# PROVIDED DATA

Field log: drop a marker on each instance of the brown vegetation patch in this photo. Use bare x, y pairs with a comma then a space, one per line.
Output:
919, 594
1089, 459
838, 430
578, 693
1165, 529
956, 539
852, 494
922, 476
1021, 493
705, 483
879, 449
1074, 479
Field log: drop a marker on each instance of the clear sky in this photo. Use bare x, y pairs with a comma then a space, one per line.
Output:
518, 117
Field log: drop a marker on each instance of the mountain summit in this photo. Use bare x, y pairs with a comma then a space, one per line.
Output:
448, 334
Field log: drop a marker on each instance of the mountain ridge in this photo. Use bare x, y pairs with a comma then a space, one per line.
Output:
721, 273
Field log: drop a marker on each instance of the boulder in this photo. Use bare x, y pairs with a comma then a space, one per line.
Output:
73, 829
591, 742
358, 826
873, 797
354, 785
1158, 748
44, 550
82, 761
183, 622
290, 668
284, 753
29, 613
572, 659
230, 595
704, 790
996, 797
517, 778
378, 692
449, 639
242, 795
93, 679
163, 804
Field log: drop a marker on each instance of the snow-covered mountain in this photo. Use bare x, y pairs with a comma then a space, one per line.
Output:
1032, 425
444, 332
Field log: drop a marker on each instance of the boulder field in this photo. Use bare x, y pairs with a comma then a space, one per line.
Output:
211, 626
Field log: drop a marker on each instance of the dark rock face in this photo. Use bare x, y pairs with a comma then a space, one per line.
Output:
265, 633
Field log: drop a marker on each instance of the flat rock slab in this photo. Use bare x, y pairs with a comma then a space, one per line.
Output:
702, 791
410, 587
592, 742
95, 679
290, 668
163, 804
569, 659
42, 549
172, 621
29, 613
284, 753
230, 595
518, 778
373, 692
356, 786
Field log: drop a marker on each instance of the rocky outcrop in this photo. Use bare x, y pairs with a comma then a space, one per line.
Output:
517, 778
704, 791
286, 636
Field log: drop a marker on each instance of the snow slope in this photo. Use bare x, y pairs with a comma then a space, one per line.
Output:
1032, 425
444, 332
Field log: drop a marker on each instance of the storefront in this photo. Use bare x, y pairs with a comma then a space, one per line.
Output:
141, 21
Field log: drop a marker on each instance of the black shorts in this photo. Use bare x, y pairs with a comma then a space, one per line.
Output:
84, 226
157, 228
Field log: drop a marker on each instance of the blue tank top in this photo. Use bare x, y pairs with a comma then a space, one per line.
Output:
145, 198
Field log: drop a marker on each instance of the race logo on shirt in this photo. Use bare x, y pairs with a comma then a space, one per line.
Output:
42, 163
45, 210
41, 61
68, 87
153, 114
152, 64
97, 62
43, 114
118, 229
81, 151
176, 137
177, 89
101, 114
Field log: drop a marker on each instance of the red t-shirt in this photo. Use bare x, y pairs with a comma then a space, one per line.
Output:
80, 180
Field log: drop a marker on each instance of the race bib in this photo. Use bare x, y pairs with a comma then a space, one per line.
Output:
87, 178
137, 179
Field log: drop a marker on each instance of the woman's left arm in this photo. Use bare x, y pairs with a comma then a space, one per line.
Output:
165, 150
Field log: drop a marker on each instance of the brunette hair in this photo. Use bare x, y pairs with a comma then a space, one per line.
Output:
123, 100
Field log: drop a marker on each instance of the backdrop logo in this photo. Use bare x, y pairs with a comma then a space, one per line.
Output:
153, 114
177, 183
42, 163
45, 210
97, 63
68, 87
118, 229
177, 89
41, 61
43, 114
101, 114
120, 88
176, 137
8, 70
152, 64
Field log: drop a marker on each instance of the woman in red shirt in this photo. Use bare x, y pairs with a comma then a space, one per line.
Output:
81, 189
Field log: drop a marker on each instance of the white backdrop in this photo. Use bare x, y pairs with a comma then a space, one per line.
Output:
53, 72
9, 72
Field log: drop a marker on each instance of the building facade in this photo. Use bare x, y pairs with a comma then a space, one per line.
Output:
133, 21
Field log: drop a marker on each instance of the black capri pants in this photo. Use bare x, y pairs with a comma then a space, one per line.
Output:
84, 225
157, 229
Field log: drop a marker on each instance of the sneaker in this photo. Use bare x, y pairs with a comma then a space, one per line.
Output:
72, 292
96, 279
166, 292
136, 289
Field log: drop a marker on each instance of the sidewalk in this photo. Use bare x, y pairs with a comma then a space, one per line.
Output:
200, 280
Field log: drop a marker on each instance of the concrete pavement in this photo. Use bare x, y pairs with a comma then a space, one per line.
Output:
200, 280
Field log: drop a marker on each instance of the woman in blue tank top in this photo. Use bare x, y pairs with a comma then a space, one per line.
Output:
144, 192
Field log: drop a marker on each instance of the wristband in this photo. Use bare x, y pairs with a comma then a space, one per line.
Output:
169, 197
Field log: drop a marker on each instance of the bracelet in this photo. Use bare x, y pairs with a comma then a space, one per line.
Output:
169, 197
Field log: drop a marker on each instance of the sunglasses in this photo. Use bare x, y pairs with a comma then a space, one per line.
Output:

# WHAT IS BEING ASKED
Repeat the data in its entirety, character for character.

# EXERCISE RESULT
Field log: drop a marker on each instance of the brown vegetation patch in this photo. Use bare x, y pairs with a comma then a space, one per line.
Output:
919, 594
1089, 459
838, 430
578, 693
1165, 529
956, 539
852, 494
922, 476
1021, 493
705, 483
879, 449
1074, 479
Field log: drop a marker on each instance of the clear sky in this photo. Use bare x, y pairs with a comma then a space, one per line.
Output:
518, 117
Field log: drop a marker on each instance of the mountain summit in this photo. Use bare x, y pairs with a comma then a space, one per line.
Output:
448, 334
Field log: drop a marker on each instance of the mountain ridge in this photo. Use bare x, y pairs with a comma then a space, one per line.
Output:
721, 273
Field log: drop a marker on each instance of the boulder in this photo. Use bare x, y pairs with a comma then a space, one per line.
Output:
73, 829
591, 742
358, 826
873, 797
354, 785
1158, 748
44, 550
82, 761
183, 622
290, 668
284, 753
29, 613
572, 659
230, 595
704, 790
996, 797
517, 778
378, 692
449, 639
242, 795
93, 679
163, 804
Field log: drop a marker on each instance of the snow-covered mountain in this photo. Use bare x, y pairs with a comma then a space, one per line.
Output:
1032, 425
444, 332
Field log: drop a marker on each instance of the boulder field in this photo. Use bare x, y pairs with a comma then a space, one per line.
Output:
211, 626
Field log: drop a marker on each instance of the dark rock face in this photo. Use bare x, y pairs with a comma then a space, one per line.
Output:
265, 633
Field log: drop a marker on each instance of the flat rock slab in this photo. Use bare x, y pairs with a comma then a space, one per line.
Output:
702, 791
410, 587
592, 742
95, 679
290, 668
163, 804
569, 659
42, 549
172, 621
29, 613
284, 753
230, 595
518, 778
373, 692
356, 786
Field log: drop a marker on each instance of the rocky outcrop in this photo. Use bare x, y pairs with a comma then a space, one per line.
Output:
517, 778
704, 791
286, 636
Field log: drop a marker on each instance of the snow slope in this photo. Use bare x, y pairs with a comma then a space, one per line.
Output:
1032, 425
444, 332
Field log: drop a marker on each instance of the storefront in this photo. Use bare x, y pairs with a comma then a space, one per line.
Output:
141, 21
Field log: drop a marker on each instance of the black shorts in this photo. Use bare x, y pairs with a comma then a space, one per line.
Output:
84, 226
157, 228
Field log: drop a marker on each instance of the blue tank top in this photo. Use bare x, y pairs with a comma then a space, one per line.
Output:
145, 198
Field log: drop a marker on each instance of the race logo on shirt in this photo. Use bare x, y pairs with a comma then a space, one per line.
Output:
42, 163
45, 210
41, 61
68, 87
153, 114
152, 64
97, 62
43, 114
118, 229
81, 151
176, 137
177, 89
101, 114
Field log: drop a marker on each instance of the red t-shirt in this photo. Use bare x, y pairs with a comma then a space, one per line.
Output:
80, 180
Field log: drop a marker on each instance of the race bib in this photo. Use bare x, y pairs with a comma then a space, one per line.
Output:
87, 178
137, 179
Field log: drop a marker on each instance of the woman's left arm in this photo. Use bare x, y pairs with a comma then a space, one per line.
Output:
165, 150
Field log: drop a marker on each instance of the brunette hair in this photo. Use bare x, y pairs with a comma then a space, one per line.
Output:
123, 100
Field log: drop a marker on each instance of the backdrop logo in this photo. Use bare x, y pairs with a comma then a space, one per line.
Output:
153, 114
177, 183
42, 163
45, 210
97, 63
68, 87
118, 229
177, 89
41, 61
43, 114
101, 114
120, 88
176, 137
8, 70
152, 64
Field log: drop a marker on each instance of the woman in red shirt in this photo. Use bare x, y pairs with a comma then a space, one per line.
Output:
81, 189
Field log: drop a marker on each instance of the white backdrop in this photo. Use bare x, y pairs with a comma then a space, one per line.
Output:
53, 72
9, 72
Field log: drop a marker on each instance of the building facade in this photo. Use bare x, y pairs with a comma then a space, one per line.
Output:
133, 21
Field log: drop a marker on each instance of the black capri pants in this photo. Use bare x, y pairs with a comma then a space, one per line.
Output:
84, 225
157, 229
Field log: drop a marker on each instance of the sneaker in this photo. Use bare x, y pairs with a comma then a space, one per line.
Output:
72, 292
96, 279
166, 292
136, 289
Field log: drop a marker on each instance of the sidewalk in this photo. Use bare x, y pairs with a comma then a space, one per line.
Output:
200, 280
Field log: drop a marker on each instance of the concrete pavement in this photo. Use bare x, y pairs with a comma then a space, one per line.
Output:
200, 280
Field log: drop a marker on each instance of the woman in blue tank top in this photo. Use bare x, y pairs with a comma then a space, one per line.
Output:
144, 192
Field log: drop a marker on each instance of the wristband in this photo. Use bare x, y pairs with a comma then a space, one per line.
Output:
169, 197
Field log: drop a marker on each instance of the bracelet in this photo. Use bare x, y pairs with a comma then a space, one per line.
Output:
169, 197
Field log: drop a marker on each instance of the sunglasses in this photo. Use bare x, y pairs with a comma then a space, one per line.
Output:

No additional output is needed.